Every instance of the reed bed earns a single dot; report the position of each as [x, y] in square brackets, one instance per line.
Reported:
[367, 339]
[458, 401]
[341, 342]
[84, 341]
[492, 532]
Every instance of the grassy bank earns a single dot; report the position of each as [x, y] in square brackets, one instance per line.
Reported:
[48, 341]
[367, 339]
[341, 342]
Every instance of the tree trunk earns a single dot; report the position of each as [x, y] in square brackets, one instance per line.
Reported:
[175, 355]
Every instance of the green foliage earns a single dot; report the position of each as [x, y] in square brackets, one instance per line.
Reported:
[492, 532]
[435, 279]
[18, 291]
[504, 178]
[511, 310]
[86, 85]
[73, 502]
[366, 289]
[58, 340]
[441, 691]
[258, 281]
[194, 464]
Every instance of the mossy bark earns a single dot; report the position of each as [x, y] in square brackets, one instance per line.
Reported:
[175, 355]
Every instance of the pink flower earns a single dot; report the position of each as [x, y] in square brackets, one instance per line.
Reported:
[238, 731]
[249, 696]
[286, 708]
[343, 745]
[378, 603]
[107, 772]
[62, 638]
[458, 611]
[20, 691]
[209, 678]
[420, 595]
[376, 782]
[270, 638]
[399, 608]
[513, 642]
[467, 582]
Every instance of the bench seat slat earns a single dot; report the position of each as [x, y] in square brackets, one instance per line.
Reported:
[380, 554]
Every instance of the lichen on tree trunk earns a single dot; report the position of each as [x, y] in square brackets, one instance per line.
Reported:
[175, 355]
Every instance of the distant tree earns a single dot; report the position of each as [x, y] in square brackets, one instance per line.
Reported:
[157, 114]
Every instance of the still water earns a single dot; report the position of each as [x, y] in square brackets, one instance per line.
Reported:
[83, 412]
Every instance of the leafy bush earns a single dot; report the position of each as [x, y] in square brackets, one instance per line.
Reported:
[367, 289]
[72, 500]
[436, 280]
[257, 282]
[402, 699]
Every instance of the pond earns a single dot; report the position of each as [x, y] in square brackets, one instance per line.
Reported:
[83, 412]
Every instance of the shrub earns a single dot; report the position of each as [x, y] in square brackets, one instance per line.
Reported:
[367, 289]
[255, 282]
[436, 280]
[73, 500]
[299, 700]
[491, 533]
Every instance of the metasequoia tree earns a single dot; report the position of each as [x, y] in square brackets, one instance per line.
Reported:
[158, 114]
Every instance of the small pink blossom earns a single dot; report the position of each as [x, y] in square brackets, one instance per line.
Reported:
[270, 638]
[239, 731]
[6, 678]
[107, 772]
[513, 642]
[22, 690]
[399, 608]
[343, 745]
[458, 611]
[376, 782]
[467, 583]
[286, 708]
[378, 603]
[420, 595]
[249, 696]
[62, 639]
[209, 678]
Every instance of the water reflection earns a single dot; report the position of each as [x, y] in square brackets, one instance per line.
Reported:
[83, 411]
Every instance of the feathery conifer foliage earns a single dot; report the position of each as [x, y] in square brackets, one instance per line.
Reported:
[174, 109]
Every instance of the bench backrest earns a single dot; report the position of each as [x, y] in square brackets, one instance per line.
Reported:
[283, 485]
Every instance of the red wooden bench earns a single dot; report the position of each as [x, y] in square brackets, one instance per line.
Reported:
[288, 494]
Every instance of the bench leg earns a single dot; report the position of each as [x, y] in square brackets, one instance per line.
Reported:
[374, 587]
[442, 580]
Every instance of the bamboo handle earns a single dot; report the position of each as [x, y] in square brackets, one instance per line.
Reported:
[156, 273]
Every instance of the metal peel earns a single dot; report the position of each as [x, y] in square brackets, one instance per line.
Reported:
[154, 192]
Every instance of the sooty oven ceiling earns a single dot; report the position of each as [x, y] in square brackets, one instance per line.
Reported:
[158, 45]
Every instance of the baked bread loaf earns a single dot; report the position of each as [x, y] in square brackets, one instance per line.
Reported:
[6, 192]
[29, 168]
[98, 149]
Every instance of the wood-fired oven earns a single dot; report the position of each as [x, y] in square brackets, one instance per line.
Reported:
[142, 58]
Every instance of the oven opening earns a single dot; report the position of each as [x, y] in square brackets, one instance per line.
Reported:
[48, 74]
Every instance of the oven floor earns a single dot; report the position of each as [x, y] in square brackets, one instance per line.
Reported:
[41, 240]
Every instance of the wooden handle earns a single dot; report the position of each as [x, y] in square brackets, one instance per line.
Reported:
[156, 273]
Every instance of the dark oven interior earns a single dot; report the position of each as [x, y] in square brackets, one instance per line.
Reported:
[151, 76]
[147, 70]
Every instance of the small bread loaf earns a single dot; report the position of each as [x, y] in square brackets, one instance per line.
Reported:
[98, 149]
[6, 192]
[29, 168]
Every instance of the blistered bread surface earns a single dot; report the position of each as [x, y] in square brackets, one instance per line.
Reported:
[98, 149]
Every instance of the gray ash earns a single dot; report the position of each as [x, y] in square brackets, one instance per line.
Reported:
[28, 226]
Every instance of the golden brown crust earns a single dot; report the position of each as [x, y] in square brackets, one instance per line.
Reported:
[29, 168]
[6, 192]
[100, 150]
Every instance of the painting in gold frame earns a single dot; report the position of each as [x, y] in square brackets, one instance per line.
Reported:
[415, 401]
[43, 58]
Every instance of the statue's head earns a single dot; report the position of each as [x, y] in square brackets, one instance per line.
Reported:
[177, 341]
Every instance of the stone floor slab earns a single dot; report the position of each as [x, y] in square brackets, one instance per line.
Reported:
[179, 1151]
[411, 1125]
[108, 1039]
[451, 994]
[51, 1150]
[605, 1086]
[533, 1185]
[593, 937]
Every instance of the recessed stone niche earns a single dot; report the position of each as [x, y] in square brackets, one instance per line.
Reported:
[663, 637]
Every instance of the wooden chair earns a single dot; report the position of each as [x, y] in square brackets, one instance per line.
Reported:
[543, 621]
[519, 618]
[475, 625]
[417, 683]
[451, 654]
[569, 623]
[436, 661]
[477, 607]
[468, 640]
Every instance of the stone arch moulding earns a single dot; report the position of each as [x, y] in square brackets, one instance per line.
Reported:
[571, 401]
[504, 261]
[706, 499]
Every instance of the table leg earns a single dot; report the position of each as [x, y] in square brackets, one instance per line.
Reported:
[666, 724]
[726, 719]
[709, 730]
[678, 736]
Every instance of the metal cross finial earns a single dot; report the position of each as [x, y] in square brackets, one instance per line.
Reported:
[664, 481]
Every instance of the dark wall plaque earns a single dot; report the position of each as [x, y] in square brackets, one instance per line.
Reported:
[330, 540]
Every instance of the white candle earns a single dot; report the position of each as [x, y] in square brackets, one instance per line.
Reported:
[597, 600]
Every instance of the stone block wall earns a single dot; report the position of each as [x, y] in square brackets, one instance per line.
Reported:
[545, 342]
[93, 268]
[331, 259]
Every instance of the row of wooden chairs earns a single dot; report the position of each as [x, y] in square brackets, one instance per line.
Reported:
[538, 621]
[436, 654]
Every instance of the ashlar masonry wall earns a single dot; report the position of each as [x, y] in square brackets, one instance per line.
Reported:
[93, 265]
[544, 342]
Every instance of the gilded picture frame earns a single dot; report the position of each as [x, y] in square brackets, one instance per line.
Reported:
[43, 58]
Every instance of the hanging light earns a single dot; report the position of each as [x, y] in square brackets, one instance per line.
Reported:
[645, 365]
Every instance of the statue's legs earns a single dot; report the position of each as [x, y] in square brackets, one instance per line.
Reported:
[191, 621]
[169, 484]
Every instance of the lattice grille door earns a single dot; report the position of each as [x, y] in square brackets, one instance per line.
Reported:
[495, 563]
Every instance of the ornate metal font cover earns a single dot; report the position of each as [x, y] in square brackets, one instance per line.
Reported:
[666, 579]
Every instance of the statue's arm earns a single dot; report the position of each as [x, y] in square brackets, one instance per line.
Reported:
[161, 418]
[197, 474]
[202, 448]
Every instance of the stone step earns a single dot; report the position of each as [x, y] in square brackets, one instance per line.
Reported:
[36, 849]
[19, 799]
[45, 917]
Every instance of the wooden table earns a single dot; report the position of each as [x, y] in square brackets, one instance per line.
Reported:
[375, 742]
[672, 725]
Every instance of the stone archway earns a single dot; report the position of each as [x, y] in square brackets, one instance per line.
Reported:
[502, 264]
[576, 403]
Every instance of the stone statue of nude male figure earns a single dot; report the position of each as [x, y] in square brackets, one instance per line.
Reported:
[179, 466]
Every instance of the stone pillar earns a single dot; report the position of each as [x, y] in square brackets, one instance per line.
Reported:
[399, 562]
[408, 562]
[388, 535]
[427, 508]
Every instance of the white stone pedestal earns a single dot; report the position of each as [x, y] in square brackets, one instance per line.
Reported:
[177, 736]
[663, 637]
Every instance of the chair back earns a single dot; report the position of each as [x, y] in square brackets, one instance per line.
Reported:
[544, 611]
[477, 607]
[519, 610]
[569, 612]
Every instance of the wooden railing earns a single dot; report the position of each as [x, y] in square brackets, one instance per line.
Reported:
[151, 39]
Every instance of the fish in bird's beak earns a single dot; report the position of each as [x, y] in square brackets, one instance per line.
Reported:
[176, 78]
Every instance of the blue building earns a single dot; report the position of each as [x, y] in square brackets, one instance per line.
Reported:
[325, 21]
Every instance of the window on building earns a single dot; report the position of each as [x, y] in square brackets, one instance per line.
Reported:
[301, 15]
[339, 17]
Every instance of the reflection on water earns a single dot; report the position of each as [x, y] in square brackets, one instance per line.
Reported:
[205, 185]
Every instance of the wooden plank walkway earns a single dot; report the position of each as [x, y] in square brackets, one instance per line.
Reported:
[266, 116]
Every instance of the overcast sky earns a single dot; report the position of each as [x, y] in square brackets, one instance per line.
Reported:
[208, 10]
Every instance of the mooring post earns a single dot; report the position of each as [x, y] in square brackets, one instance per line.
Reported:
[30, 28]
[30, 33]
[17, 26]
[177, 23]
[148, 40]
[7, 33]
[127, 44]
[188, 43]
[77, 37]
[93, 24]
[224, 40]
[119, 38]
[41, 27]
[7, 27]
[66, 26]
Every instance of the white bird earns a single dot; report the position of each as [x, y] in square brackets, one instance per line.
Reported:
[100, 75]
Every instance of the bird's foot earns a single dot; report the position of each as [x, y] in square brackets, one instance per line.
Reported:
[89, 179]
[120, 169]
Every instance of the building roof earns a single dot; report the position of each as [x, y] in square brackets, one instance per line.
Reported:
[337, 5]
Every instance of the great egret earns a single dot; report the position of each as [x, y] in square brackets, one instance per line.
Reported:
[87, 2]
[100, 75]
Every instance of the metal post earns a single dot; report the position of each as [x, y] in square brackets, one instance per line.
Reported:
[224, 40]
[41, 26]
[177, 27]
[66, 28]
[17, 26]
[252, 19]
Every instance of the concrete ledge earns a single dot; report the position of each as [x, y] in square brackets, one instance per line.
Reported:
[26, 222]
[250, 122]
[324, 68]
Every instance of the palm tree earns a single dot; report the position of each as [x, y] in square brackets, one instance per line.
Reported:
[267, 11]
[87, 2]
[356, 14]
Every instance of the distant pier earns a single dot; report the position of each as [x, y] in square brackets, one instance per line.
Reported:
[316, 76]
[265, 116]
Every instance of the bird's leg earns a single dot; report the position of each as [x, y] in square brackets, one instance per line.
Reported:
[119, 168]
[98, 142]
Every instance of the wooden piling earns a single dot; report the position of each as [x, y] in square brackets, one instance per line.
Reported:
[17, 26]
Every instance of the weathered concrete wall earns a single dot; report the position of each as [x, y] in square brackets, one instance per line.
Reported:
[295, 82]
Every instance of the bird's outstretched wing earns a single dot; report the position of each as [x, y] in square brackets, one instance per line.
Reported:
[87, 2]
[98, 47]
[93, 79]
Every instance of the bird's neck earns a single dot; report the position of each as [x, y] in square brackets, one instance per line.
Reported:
==========
Directive:
Rewrite the part of the listing that opens with the line containing "Every instance of the bird's outstretched" and runs through the end of the listing, keeping every request and adding 96 to each number in the answer coordinates.

Written answer:
Every instance of the bird's outstretched wing earns a single dot; report the position of each as [x, y] in square brackets, one instance per line.
Reported:
[183, 98]
[194, 143]
[189, 175]
Every instance of the bird's neck earns a single dot; report the position of each as [x, y] in square brackets, one instance per line.
Reported:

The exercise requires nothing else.